Page:
+ + + + +

Doctoral Dissertations

Keywords and Phrases

After-Treatment System; Diesel Engine; NOx Emissions; Selective Catalytic Reduction; Urea Decomposition; Urea Deposits

Abstract

“Urea-selective catalytic reduction (SCR) system has proved to be an effective solution to reduce NOx emissions in commercial vehicle (CV) diesel engines. A significant challenge in urea injection is to comprehend its decomposition chemistry that leads to formation of undesired deposits in the exhaust system unit. Due to complex interaction of multi-phase fluid flow and transport processes, significant uncertainty is associated with the identification of interacting factors that control the deposit initiation and its growth. To meet the future ultra-low NOx emissions and to deliver ammonia without deposit formation, there is an imminent need to develop the urea-SCR technology.

The overall objective is to guide new product development and design a better exhaust mixer that would minimize deposits.

+ + + + +

Required task A: According to the dissertation abstract, what is the overall objective of the work?
Required task B: Please condense the paragraph of the dissertation abstract that begins "Urea-selective catalytic reduction (SCR) system has proved" into a shorter version that keeps its main facts.
Required task C: Translate this sentence from the dissertation abstract into Spanish: "The overall objective is to guide new product development and design a better exhaust mixer that would minimize deposits."

Data block:
+ + + + +

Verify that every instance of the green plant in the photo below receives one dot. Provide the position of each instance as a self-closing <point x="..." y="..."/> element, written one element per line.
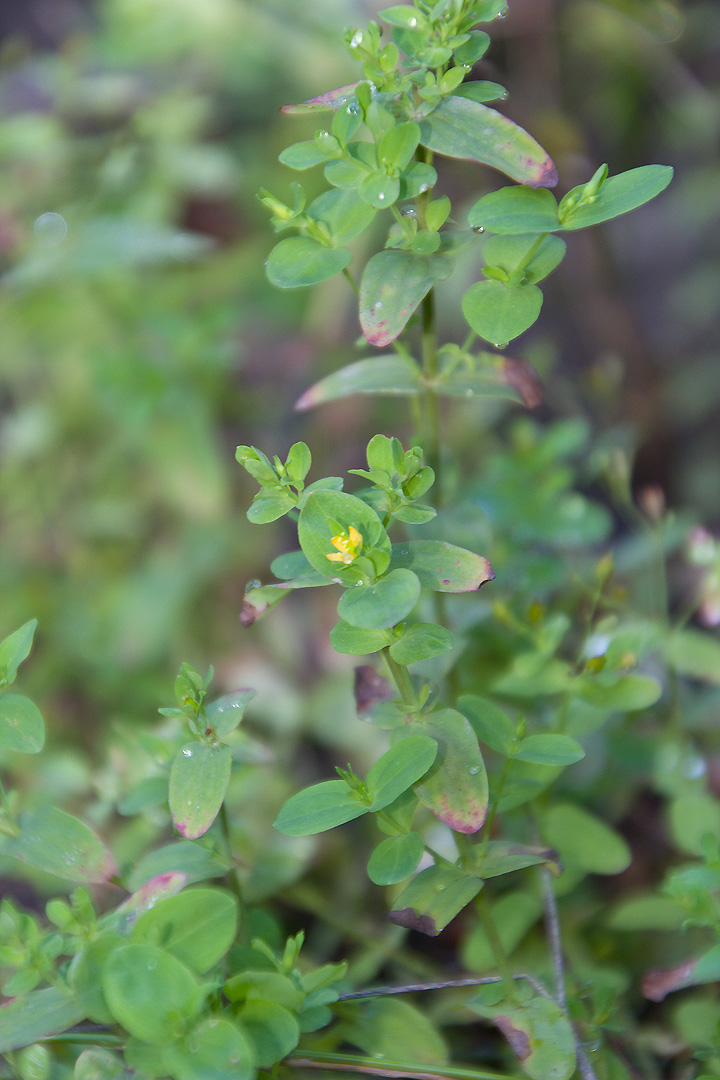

+ + + + +

Task result A: To guide new product development and design a better exhaust mixer that would minimize deposits.

Task result B: Urea-SCR systems effectively reduce NOx emissions in commercial vehicle diesel engines, but urea's decomposition chemistry can form unwanted deposits in the exhaust system. Complex multi-phase flow and transport processes make it uncertain which factors control deposit initiation and growth. Meeting future ultra-low NOx limits and delivering ammonia without deposits requires further development of urea-SCR technology.

Task result C: El objetivo general es orientar el desarrollo de nuevos productos y diseñar un mejor mezclador de escape que minimice los depósitos.